Records from a data source
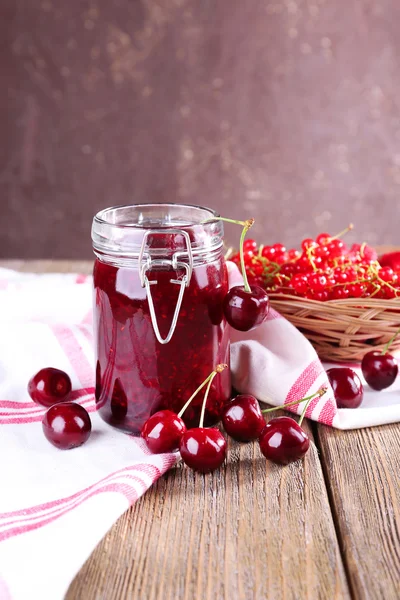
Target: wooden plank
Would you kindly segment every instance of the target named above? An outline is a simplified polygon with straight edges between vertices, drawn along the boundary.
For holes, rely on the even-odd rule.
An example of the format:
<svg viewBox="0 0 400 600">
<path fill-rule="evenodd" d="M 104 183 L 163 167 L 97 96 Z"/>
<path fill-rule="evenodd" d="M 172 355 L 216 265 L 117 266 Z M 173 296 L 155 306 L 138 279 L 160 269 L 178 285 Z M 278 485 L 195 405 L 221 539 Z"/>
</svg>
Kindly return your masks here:
<svg viewBox="0 0 400 600">
<path fill-rule="evenodd" d="M 318 453 L 286 468 L 230 442 L 226 468 L 180 465 L 96 548 L 66 600 L 345 599 Z"/>
<path fill-rule="evenodd" d="M 400 426 L 317 432 L 353 596 L 398 600 Z"/>
<path fill-rule="evenodd" d="M 14 268 L 89 272 L 91 263 Z M 211 475 L 179 465 L 112 527 L 66 600 L 211 598 L 350 598 L 315 446 L 278 467 L 257 444 L 231 440 L 226 467 Z"/>
</svg>

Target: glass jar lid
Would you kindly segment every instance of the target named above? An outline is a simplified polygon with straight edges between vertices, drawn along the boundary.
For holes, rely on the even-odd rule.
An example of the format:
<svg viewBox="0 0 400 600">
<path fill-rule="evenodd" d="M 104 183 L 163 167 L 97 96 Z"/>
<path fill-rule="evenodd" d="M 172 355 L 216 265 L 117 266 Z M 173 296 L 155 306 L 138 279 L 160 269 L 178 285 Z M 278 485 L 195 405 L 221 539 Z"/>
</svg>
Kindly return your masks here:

Required work
Output nothing except an exact copy of the records above, with the images left out.

Reply to the exercise
Target: wooden plank
Would you kindly segment every instance of the target named above? An outline is a simplified polygon with straight edges between vertices, drawn along the boundary.
For holes, rely on the even-odd rule.
An example of the format:
<svg viewBox="0 0 400 600">
<path fill-rule="evenodd" d="M 104 183 L 163 167 L 97 96 Z"/>
<path fill-rule="evenodd" d="M 172 355 L 216 265 L 117 266 Z M 173 296 L 155 306 L 138 279 L 160 269 L 178 285 Z M 278 485 L 195 405 L 221 539 Z"/>
</svg>
Kindly return your masks here:
<svg viewBox="0 0 400 600">
<path fill-rule="evenodd" d="M 318 453 L 286 468 L 230 442 L 226 468 L 180 465 L 96 548 L 66 600 L 345 599 Z"/>
<path fill-rule="evenodd" d="M 400 426 L 317 432 L 353 596 L 398 600 Z"/>
<path fill-rule="evenodd" d="M 14 268 L 89 272 L 91 263 Z M 211 475 L 179 465 L 112 527 L 66 600 L 211 598 L 350 598 L 315 446 L 278 467 L 257 444 L 231 440 L 226 467 Z"/>
</svg>

Target: glass jar lid
Would you kindly segment every instance of the target named above? An outline is a simplified polygon with straight edges between vertices, drawn along the boundary.
For holes, rely on the even-odd rule.
An example of the format:
<svg viewBox="0 0 400 600">
<path fill-rule="evenodd" d="M 104 183 L 163 167 L 97 96 Z"/>
<path fill-rule="evenodd" d="M 172 355 L 216 265 L 117 266 Z M 173 296 L 155 306 L 138 279 L 160 269 L 178 285 Z M 278 485 L 195 405 L 221 539 Z"/>
</svg>
Kindly return your masks here:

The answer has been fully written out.